What the exercise asks:
Reproduce verbatim the part of the listing below that starts with the line containing "of the wooden" and continues to the end of the listing, with both ends included.

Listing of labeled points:
§ §

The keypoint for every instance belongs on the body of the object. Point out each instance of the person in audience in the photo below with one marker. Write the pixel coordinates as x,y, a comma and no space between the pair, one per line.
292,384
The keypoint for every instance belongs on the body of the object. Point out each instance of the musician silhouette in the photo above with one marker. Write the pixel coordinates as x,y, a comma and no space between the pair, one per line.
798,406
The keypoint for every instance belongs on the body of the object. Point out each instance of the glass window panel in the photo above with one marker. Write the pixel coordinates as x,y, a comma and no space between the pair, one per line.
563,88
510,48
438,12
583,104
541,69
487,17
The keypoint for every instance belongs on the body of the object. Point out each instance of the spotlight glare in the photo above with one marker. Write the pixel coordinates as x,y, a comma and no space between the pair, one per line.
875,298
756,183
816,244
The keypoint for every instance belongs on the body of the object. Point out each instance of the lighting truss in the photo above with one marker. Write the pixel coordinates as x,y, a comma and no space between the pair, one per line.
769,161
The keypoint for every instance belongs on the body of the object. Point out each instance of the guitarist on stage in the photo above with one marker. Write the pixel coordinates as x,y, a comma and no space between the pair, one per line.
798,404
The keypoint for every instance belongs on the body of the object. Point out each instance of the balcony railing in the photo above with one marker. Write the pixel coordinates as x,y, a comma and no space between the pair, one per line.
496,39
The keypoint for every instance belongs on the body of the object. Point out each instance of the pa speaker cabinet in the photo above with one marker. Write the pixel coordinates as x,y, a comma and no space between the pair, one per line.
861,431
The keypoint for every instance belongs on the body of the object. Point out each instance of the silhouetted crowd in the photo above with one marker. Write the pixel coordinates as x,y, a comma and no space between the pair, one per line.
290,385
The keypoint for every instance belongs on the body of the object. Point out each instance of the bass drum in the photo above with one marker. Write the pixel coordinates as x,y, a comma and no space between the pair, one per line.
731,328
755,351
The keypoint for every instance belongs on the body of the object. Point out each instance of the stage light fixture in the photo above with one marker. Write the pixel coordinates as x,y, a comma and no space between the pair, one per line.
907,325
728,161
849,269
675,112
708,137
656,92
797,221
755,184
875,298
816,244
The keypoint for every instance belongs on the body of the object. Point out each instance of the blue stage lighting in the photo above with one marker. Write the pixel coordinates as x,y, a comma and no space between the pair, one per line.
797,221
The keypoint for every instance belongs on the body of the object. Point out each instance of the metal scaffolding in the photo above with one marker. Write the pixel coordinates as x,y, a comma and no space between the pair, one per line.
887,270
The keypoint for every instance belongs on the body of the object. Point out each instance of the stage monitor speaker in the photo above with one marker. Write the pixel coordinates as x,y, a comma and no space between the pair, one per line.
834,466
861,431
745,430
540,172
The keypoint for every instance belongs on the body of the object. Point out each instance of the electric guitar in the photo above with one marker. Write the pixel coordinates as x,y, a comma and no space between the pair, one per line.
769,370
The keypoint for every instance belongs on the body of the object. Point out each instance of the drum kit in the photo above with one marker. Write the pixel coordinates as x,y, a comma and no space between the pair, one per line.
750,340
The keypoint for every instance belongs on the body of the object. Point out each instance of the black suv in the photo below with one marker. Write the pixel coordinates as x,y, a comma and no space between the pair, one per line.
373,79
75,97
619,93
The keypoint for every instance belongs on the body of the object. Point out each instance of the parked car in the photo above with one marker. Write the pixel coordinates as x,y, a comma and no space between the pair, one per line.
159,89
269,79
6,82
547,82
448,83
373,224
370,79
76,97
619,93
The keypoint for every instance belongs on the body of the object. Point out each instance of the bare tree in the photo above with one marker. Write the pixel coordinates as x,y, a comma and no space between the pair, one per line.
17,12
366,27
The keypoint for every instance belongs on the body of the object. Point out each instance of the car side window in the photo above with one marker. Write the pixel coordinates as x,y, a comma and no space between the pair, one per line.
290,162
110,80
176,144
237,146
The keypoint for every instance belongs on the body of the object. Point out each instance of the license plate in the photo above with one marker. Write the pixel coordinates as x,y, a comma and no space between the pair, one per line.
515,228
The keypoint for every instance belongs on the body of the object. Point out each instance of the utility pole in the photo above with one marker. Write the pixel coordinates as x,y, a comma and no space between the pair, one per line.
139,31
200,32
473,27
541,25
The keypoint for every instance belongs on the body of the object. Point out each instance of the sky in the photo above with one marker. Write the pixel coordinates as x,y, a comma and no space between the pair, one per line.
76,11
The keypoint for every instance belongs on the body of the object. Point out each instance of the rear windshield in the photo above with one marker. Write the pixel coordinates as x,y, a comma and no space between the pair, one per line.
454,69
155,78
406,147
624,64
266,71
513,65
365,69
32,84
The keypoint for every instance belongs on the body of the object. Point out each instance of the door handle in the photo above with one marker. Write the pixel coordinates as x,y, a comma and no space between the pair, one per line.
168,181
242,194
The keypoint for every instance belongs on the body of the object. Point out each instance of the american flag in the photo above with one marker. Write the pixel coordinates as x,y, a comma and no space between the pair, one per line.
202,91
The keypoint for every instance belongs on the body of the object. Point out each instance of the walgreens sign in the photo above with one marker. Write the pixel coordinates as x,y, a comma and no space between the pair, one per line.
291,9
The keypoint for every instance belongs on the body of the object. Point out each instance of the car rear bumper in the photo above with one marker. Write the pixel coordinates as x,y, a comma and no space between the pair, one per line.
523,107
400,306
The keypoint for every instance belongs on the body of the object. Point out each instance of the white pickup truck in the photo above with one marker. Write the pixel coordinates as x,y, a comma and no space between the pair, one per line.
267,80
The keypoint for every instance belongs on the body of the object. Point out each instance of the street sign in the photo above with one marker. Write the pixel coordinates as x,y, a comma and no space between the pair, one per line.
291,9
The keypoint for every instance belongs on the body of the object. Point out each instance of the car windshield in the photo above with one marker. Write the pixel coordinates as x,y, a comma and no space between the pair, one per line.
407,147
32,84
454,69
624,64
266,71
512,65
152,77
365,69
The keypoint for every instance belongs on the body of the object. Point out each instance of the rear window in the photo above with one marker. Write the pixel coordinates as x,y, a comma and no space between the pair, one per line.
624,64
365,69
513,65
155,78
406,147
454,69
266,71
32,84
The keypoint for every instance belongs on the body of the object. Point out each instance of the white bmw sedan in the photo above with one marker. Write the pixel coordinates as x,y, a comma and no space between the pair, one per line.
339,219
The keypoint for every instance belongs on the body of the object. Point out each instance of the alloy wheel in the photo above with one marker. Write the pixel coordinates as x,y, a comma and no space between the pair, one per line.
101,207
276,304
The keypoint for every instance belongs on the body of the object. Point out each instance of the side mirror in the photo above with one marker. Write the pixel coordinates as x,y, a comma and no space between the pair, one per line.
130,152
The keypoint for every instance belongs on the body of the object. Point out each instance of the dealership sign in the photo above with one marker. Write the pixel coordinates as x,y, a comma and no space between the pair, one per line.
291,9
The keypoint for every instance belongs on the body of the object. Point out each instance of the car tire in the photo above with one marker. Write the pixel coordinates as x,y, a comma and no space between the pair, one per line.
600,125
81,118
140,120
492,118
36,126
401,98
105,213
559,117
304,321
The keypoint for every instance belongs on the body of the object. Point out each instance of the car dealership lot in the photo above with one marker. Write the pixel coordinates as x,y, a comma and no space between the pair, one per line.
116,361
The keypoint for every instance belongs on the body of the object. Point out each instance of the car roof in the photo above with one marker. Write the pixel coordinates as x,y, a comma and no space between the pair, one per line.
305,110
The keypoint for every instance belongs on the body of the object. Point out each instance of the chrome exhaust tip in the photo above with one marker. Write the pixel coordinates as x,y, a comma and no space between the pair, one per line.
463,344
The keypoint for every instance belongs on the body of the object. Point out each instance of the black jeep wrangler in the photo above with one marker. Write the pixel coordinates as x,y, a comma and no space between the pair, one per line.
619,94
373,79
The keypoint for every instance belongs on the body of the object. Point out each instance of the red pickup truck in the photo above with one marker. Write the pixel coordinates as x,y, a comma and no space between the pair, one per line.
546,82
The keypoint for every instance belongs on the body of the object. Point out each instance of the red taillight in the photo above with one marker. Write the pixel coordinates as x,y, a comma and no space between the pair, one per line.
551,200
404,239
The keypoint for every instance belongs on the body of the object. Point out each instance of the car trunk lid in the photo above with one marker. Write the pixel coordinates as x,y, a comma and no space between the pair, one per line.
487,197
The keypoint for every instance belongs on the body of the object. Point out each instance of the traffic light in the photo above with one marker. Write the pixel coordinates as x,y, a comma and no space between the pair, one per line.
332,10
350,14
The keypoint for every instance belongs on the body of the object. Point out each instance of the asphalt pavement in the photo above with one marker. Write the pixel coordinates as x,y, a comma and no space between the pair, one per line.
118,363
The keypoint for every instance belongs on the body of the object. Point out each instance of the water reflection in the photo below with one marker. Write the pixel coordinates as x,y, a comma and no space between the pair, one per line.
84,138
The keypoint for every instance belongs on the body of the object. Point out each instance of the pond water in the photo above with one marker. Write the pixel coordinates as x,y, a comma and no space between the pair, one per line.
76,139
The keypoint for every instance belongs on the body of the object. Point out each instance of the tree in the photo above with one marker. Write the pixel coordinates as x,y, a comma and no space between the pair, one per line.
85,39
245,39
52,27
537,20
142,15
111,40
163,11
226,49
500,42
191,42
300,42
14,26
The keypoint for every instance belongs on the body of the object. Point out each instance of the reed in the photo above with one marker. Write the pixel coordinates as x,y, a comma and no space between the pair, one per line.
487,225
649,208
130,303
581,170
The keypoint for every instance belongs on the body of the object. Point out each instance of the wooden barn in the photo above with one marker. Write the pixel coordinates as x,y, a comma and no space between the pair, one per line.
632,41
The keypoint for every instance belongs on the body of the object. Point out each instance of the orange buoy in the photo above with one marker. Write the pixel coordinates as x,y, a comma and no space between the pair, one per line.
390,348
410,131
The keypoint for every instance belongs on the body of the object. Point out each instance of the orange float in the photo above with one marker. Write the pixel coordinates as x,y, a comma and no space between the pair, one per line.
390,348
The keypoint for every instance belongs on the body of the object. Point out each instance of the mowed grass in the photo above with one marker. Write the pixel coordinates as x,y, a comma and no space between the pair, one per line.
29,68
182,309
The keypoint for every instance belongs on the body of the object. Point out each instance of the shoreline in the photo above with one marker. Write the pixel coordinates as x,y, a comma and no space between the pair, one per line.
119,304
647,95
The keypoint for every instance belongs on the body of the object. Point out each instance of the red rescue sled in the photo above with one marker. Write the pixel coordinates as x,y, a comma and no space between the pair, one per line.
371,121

§ §

Answer for this exercise:
The keypoint for every instance belongs on the body of the object. Point out each instance of the wooden barn in the photo above with one marker. Write the pixel coordinates as x,y, a comma and no space between the pair, one per line.
632,41
The keypoint for every instance belongs on the body of the object. Point out each instance of the orange buoy in the photo above with one marker. Write the pixel coordinates as x,y, a comma and no space between the pair, one per line.
390,348
410,131
The keypoint for every instance belongs on the body of the object. Point out each instance of the orange float in the photo above with one marker. Write the pixel coordinates as x,y, a comma and no space between the pair, one per line.
390,348
The keypoint for every instance belongs on the body of the object. Point out each instance of the mowed grass in the photo above with one marker. Write the pixel coordinates as x,y, a comma and no space between the pair, one per line.
29,68
182,309
The keypoint for every instance belongs on the body of the object. Point out each instance of the shoreline in the photo above with one marker. Write the pixel coordinates as x,y, a comma and no space between the pair, one per line.
119,304
647,95
The keypoint for every instance belongs on the body of the object. Point out each instance of the red rescue sled in the photo above with one marker. Write the pixel coordinates as x,y, a comma and no space between the pair, one per line.
371,121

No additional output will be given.